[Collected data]
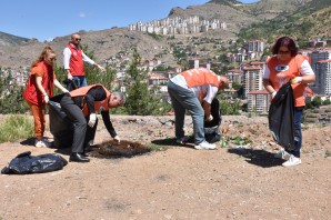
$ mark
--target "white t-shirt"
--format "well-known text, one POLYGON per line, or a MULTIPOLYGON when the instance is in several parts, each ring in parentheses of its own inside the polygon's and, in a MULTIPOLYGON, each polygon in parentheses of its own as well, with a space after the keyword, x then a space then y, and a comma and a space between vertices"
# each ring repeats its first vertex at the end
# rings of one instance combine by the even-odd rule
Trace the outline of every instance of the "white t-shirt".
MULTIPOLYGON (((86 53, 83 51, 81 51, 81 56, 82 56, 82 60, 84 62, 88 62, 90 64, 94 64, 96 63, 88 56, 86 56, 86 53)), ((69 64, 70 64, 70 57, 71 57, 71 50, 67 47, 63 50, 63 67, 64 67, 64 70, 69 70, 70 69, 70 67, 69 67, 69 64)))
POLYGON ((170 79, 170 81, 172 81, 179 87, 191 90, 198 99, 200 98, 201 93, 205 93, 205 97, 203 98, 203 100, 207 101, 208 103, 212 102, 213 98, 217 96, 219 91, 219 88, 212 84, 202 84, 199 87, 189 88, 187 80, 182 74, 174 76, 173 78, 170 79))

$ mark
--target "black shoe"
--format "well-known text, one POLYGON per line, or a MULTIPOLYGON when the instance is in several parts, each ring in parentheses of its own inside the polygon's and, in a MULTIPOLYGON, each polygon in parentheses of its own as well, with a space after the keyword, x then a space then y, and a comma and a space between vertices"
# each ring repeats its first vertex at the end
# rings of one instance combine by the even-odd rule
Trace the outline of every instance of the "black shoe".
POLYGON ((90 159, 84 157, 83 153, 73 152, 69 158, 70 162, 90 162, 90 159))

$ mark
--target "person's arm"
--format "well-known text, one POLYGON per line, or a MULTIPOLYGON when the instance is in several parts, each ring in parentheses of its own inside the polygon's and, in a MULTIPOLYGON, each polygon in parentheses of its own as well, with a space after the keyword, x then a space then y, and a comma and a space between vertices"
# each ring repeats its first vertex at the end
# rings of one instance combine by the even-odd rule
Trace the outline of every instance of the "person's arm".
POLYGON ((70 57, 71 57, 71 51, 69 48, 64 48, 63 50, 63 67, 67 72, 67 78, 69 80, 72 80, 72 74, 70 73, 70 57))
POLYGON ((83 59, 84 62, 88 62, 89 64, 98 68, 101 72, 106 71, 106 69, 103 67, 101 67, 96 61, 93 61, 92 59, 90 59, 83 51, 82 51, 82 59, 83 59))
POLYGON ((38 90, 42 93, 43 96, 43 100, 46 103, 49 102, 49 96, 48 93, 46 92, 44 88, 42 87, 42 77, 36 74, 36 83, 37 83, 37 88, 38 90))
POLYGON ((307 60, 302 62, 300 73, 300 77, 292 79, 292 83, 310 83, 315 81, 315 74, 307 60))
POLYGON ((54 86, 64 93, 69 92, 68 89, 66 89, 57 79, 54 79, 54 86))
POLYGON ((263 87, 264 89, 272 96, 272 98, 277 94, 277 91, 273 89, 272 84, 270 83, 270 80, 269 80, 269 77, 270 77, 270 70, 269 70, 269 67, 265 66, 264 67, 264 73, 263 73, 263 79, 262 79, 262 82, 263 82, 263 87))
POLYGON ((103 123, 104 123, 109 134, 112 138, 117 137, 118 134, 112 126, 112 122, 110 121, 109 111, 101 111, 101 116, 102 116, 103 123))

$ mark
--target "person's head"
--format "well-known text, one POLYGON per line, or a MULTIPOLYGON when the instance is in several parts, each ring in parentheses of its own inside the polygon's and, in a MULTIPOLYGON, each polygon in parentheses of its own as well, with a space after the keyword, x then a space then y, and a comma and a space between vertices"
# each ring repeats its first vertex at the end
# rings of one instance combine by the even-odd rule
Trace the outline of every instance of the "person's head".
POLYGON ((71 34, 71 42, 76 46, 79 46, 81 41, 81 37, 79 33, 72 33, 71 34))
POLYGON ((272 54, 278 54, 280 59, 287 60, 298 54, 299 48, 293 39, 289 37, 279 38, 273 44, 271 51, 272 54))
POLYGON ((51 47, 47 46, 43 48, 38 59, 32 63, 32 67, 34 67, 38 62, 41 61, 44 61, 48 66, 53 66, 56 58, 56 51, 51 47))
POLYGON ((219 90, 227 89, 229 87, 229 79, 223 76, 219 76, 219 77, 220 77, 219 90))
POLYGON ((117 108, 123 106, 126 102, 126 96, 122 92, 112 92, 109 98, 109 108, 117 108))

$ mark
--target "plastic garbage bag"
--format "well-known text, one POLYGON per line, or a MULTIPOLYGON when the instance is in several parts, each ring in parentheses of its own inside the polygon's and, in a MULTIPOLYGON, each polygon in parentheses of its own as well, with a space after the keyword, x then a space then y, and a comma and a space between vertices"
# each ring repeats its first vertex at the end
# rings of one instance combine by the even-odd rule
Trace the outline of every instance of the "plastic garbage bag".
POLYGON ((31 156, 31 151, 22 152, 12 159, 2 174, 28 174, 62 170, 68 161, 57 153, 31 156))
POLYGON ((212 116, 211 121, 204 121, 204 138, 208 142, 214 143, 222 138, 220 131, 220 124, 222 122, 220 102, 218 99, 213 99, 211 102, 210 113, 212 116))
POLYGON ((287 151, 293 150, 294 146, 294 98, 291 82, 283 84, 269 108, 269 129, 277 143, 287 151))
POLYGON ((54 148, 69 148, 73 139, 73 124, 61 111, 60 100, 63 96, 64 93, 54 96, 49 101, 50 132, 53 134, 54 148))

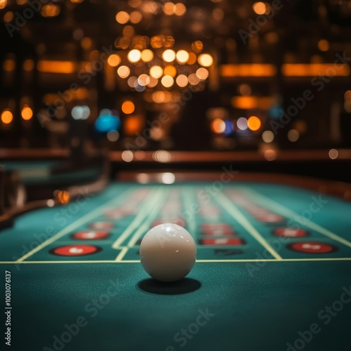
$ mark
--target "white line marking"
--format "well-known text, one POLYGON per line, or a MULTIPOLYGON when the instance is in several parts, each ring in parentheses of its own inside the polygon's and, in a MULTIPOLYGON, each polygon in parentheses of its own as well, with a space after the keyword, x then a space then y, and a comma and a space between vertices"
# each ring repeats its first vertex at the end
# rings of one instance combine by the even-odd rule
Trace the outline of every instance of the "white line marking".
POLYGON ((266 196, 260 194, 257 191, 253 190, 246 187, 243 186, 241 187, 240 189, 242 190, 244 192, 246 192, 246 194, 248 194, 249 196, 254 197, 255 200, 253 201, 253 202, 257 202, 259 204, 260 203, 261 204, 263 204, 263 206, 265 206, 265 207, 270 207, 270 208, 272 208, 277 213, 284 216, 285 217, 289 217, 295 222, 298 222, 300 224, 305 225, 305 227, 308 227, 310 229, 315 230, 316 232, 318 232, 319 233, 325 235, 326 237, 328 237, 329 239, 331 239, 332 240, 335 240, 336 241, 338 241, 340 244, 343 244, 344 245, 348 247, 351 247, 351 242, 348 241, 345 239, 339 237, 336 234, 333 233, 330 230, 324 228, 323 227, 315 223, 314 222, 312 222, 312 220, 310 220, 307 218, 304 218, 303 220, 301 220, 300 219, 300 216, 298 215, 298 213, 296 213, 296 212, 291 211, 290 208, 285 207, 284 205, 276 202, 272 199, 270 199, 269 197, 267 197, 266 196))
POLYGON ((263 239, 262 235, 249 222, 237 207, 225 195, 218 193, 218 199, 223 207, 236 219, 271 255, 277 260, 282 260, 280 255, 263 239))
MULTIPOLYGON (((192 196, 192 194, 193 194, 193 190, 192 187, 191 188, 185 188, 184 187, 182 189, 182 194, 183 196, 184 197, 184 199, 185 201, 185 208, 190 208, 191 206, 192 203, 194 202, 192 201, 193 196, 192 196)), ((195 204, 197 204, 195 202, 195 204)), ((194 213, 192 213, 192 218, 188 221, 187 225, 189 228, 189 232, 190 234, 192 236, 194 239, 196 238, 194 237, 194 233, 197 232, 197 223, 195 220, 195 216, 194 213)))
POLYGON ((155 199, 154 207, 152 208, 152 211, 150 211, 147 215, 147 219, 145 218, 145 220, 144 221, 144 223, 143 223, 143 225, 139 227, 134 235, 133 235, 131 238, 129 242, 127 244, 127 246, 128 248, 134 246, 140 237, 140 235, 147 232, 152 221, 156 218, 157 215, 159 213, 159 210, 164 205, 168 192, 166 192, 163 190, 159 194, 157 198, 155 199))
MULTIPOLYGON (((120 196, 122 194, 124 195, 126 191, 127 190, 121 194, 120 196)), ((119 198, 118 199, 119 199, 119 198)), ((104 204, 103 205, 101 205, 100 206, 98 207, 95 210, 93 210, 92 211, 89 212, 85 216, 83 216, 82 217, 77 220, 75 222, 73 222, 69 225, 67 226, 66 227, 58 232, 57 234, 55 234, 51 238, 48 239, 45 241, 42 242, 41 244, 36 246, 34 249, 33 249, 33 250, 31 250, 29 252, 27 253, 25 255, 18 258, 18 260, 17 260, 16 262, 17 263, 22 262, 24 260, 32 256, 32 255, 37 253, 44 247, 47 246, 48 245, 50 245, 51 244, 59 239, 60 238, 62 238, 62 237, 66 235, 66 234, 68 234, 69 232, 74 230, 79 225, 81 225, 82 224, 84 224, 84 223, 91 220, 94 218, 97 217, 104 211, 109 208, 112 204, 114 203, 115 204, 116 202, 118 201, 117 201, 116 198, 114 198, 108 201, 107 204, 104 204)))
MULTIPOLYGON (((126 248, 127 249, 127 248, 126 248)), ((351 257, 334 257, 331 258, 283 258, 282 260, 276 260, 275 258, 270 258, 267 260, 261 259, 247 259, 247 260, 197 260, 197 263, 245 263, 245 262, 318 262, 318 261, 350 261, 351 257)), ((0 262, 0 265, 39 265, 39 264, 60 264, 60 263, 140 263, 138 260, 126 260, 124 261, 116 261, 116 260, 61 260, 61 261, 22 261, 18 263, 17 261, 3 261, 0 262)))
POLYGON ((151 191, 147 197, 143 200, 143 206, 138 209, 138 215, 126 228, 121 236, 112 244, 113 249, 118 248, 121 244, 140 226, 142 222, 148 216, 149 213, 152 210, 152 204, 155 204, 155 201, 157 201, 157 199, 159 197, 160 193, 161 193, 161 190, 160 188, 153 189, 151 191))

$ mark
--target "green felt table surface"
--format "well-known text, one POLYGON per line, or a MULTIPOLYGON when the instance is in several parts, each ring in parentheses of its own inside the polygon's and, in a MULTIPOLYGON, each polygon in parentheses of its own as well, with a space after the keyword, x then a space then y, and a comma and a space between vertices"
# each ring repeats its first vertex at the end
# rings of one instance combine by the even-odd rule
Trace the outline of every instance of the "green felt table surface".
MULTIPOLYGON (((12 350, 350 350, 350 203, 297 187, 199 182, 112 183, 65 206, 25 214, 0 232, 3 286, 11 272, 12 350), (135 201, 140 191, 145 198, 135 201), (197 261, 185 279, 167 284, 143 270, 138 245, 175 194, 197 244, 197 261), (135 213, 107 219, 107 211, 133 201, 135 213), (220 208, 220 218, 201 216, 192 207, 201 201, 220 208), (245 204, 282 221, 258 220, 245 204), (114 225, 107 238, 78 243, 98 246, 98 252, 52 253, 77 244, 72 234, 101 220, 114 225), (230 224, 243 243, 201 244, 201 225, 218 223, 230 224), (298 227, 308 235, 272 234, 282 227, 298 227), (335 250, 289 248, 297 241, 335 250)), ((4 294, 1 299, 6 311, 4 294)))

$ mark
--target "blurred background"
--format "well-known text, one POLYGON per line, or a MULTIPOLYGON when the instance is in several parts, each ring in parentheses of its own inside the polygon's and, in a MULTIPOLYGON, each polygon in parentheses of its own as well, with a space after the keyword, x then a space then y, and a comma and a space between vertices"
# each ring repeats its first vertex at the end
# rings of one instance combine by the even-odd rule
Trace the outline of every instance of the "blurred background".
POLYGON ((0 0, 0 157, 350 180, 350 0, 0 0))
==
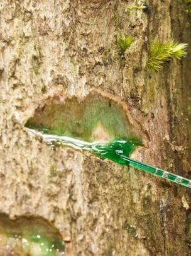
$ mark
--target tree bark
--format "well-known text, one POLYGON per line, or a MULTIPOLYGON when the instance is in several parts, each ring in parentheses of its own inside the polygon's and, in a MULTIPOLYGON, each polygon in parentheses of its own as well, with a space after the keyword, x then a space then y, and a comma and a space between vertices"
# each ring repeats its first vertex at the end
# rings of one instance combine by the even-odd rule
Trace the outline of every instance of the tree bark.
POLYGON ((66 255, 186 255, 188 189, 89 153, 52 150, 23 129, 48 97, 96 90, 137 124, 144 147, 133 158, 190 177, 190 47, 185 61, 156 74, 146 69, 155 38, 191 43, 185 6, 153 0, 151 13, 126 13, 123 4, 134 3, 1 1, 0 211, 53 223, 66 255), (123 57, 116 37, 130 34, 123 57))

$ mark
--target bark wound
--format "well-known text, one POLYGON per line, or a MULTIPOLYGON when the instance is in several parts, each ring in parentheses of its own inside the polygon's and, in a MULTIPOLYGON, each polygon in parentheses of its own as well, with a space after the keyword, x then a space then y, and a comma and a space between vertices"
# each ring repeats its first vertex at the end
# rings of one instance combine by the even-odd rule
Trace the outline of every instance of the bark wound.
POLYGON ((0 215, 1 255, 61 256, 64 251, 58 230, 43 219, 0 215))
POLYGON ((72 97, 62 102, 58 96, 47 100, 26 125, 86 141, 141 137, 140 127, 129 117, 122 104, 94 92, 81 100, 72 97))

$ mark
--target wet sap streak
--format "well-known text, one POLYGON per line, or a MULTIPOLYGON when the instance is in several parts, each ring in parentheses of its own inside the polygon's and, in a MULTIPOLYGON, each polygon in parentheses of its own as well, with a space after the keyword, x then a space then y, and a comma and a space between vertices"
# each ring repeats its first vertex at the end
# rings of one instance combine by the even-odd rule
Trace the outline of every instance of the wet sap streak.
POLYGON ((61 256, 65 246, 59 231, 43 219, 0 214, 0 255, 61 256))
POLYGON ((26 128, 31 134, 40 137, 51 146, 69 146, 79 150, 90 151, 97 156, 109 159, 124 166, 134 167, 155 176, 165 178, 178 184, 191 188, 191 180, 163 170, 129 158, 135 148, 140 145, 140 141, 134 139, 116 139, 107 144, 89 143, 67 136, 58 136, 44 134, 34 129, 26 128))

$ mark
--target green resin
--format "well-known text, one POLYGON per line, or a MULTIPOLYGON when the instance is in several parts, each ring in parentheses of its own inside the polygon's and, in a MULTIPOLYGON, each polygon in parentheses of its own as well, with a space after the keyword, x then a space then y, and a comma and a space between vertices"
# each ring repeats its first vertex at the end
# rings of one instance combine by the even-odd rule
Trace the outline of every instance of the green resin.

## DO THIS
Gather every line of the listing above that contains the string "plastic", matching case exactly.

## CORRECT RESPONSE
--target "plastic garbage bag"
Trace the outline of every instance of the "plastic garbage bag".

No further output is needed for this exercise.